### Documento:
■ ■ ■ ■ ■ ■ ■

Apophis è un dio del pantheon dell’antico Egitto e, più precisamente, è il dio del caos e della distruzione³. Mai nome fu più evocativo per identificare un asteroide il cui impatto col pianeta causerà la probabile estinzione di tutte le specie viventi, compresi i suoi abitanti umani, noti per avere la memoria corta e la coscienza sporca.
La collisione, sfiorata nel 2029, sarebbe probabile nel 2036⁴.
Il genere umano ha reagito alla notizia in modo contrastante: incredulità, stupore, paura, scetticismo. Gli Stati, nell’accezione giuridica che gli viene conferita, rifiutano di considerare la collisione come un problema da affrontare e non sembrano interessati a trovare un accordo per provare a scongiurare l’arrivo del giorno zero. Coloro che continuano a parlarne sono vittime di un meccanismo di delegittimazione noto in inglese come debunking⁵ e tacciati di complottismo⁶.
Dodicimila anni fa…
9804 a.C.⁷:
L’asteroide K971-M in rotta di collisione con il pianeta madre. Impatto previsto tra trentasei anni. Non è nota la posizione degli studiosi e dell’autorità rispetto al problema.
Il corpo celeste sfreccia nella volta stellare.
Gli abitanti del pianeta, rappresentanti di una civiltà globalizzata e pacifica, rispettosa dei ritmi naturali e progredita scientificamente, non riescono a credere che questo titolo annunci la fine di tutto. Oramai da migliaia di anni, dopo infiniti errori, gli esseri umani sono riusciti a stabilire un compromesso col pianeta che li accoglie, finalizzato a garantire la vita dei suoi ospiti nel rispetto delle risorse limitate che il mondo fornisce. Ovvero una politica tesa a non consumarle oltre il livello che garantirà alle generazioni future il medesimo standard di vita, assicurato anche dall’uso di materiali naturali, riciclabili e non inquinanti attraverso tecniche di manipolazione e costruzione rispettose, condivise e durature.

■ ■ ■ ■ ■ ■ ■

### Dati grezzi:
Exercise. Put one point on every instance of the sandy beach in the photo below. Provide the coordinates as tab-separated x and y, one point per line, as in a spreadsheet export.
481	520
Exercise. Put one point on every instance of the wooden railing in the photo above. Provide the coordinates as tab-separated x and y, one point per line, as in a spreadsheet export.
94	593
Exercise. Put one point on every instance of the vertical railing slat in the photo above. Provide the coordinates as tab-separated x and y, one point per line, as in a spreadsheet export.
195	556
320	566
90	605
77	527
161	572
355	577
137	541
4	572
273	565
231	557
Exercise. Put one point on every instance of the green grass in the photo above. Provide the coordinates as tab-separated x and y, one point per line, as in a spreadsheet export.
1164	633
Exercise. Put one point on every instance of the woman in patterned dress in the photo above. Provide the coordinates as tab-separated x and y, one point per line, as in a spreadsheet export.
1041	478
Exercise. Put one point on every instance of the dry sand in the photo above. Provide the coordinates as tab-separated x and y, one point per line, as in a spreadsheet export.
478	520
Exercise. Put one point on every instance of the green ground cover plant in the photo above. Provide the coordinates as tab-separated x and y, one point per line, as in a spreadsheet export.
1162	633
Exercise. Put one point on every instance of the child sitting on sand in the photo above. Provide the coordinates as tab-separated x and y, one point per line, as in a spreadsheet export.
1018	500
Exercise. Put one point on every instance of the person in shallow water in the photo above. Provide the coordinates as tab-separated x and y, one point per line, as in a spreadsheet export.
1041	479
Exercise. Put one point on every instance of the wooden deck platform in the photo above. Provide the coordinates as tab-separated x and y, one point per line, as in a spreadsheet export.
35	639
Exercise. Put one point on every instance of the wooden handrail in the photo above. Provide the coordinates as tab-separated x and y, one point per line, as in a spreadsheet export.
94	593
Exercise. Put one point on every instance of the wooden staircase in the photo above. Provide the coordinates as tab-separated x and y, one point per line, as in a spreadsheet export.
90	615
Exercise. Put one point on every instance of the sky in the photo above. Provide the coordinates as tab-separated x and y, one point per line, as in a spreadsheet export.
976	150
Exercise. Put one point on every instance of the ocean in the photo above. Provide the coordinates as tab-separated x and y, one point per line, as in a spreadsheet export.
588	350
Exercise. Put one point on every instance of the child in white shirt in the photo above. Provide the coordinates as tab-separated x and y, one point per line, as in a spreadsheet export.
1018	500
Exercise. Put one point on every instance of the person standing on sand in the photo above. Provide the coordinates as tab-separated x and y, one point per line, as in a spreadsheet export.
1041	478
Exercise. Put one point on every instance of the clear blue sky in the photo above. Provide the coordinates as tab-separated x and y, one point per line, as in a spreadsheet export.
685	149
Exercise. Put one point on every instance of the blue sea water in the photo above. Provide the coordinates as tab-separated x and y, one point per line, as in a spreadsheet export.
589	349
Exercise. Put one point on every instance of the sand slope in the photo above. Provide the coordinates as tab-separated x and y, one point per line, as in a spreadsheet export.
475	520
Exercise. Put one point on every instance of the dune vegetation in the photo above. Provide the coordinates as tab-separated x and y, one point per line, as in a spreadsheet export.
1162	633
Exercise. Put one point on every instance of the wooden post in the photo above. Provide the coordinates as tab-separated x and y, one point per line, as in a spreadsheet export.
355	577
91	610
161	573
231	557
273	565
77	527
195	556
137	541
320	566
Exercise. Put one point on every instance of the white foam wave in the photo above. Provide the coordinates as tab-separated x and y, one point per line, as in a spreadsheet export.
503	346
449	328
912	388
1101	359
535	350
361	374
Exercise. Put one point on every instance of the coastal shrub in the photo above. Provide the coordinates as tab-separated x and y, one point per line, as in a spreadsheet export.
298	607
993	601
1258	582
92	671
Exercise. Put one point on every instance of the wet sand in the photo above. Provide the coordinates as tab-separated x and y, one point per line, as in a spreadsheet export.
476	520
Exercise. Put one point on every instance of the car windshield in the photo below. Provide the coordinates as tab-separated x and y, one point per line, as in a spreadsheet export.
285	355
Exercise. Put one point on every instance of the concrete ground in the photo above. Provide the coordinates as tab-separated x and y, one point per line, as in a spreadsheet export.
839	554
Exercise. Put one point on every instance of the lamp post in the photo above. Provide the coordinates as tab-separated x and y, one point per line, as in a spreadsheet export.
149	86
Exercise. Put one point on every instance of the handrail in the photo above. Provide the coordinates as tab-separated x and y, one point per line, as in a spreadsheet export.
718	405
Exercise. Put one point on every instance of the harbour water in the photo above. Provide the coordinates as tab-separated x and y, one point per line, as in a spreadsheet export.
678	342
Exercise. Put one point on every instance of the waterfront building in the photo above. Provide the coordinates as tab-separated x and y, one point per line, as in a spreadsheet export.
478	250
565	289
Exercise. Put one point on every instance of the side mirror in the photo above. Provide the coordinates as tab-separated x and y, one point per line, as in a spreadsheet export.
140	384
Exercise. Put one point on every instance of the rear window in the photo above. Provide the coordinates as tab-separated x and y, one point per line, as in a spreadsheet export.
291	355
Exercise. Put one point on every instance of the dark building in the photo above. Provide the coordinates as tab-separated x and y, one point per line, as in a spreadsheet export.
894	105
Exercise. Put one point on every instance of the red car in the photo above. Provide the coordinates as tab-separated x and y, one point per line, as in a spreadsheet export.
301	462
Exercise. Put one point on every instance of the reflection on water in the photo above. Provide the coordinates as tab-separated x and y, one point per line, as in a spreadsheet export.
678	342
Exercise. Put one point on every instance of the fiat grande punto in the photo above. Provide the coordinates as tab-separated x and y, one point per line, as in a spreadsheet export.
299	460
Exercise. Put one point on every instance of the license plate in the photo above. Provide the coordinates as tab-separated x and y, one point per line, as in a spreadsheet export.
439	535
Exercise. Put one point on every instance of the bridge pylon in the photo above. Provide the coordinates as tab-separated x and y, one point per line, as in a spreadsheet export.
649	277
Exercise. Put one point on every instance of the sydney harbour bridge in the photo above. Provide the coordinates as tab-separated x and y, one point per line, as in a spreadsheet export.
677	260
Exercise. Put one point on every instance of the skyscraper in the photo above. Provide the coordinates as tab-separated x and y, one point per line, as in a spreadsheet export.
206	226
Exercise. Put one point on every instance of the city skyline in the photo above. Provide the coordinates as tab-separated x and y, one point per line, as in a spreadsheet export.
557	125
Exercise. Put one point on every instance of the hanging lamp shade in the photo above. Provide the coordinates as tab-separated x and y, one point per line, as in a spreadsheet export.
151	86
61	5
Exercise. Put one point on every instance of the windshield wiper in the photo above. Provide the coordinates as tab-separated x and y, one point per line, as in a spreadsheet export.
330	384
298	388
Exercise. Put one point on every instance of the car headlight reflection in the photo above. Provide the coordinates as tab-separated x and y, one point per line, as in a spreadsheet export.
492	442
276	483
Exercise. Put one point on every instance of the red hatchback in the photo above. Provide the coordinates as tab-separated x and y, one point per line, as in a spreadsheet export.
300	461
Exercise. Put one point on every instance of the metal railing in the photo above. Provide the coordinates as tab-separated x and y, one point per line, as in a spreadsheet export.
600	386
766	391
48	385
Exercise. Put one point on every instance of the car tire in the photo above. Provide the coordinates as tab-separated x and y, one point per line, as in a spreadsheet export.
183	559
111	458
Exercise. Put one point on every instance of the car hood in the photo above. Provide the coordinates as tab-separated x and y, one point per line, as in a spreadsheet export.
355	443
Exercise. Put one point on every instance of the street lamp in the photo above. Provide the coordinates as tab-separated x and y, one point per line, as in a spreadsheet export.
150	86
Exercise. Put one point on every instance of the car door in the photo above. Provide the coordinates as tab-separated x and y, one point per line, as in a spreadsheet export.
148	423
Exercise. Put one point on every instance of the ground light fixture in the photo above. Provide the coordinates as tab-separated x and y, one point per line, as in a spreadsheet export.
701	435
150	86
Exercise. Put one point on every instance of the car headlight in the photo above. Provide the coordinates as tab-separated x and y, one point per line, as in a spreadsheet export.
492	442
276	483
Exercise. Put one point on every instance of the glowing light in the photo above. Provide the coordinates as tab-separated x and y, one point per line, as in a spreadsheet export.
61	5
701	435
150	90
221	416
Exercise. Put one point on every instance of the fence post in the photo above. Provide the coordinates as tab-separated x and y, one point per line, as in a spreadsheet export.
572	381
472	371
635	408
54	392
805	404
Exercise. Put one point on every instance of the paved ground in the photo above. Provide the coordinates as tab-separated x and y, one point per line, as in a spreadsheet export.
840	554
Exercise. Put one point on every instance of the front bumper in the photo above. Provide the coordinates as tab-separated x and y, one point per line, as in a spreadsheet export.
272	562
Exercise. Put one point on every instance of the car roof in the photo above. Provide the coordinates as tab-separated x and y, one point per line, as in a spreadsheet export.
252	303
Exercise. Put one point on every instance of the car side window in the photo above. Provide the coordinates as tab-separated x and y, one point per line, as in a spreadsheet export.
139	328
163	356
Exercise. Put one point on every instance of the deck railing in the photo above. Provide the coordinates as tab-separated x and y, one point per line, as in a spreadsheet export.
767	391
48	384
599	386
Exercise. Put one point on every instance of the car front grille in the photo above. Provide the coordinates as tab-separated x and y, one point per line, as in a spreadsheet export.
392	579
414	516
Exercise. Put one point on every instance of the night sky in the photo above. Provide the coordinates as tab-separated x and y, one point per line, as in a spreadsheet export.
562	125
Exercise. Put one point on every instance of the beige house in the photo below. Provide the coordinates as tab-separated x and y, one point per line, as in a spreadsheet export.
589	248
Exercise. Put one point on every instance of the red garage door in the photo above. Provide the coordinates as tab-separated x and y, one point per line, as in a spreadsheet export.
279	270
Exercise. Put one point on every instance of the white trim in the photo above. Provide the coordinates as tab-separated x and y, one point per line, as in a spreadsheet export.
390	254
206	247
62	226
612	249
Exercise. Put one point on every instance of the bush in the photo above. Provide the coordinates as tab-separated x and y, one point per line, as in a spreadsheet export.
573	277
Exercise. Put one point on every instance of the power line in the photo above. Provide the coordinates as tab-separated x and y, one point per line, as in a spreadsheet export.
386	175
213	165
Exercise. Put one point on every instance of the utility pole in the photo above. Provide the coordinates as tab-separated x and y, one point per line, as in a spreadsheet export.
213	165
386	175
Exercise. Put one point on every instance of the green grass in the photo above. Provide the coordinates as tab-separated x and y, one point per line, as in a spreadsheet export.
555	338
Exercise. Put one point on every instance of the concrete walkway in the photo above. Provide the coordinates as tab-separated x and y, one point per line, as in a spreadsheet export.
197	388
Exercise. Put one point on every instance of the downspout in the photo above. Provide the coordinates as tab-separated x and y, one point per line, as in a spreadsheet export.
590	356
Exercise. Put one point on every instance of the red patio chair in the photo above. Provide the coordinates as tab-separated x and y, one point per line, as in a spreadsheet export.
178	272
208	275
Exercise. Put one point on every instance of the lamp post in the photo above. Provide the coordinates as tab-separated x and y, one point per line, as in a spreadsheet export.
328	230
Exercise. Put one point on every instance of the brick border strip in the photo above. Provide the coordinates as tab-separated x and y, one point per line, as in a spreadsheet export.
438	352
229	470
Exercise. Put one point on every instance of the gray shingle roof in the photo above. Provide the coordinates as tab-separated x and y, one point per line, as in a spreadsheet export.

■ ■ ■ ■ ■ ■ ■

### Da svolgere:
1/ Nel testo sull'asteroide Apophis, di che cosa è dio Apophis nel pantheon dell'antico Egitto?
2/ Prosegui il testo sull'asteroide Apophis a partire dall'ultima frase riportata.

### Risposte:
1/ È il dio del caos e della distruzione.

2/
Dopo il primo momento di rifiuto, questo popolo evoluto spiritualmente prende atto dell’inevitabile fine. Viene individuato un comitato scientifico che, protetto in strutture costruite al di sotto della crosta terrestre, provvederà a custodire il sapere per tramandarlo ai sopravvissuti e a immagazzinare i geni di tutte le specie animali e i semi che saranno essenziali per sperare in un futuro.
La desolazione è grande, ma non tale da far perdere totalmente il senno ai rappresentanti di queste antiche popolazioni. Maestri nelle tecniche di costruzione megalitica a secco, essi decidono di aprire diversi cantieri, dislocati in varie zone del mondo, per cercare di garantirsi, alla caduta del meteorite, una possibilità di sopravvivenza. Inoltre è loro preciso obiettivo indicare alle generazioni che verranno quanto è avvenuto. Ma come? In che modo potranno trasmettere ai nipoti dei nipoti la testimonianza del loro passaggio su questa terra? In quale maniera si dovrà ricordare il cataclisma che tutto ha sovvertito? Decidono che saranno le loro opere a farlo. Opere monumentali, grandiose, che potranno resistere alla deriva dei secoli e dei millenni. Nella speranza che in un futuro lontano, un popolo altrettanto evoluto intellettualmente e spiritualmente sia in grado di decifrare il messaggio.
Solo così il passaggio sulla Madre Terra non sarebbe stato inutile poiché sapevano che avevano camminato su di essa leggeri⁸ e che le loro anime avrebbero vissuto in eterno.
Premessa
Capiamo il biasimo del lettore che legge per l’ennesima volta su un libro il nome di Atlantide: per questo chiediamo venia e, al contempo, fiducia.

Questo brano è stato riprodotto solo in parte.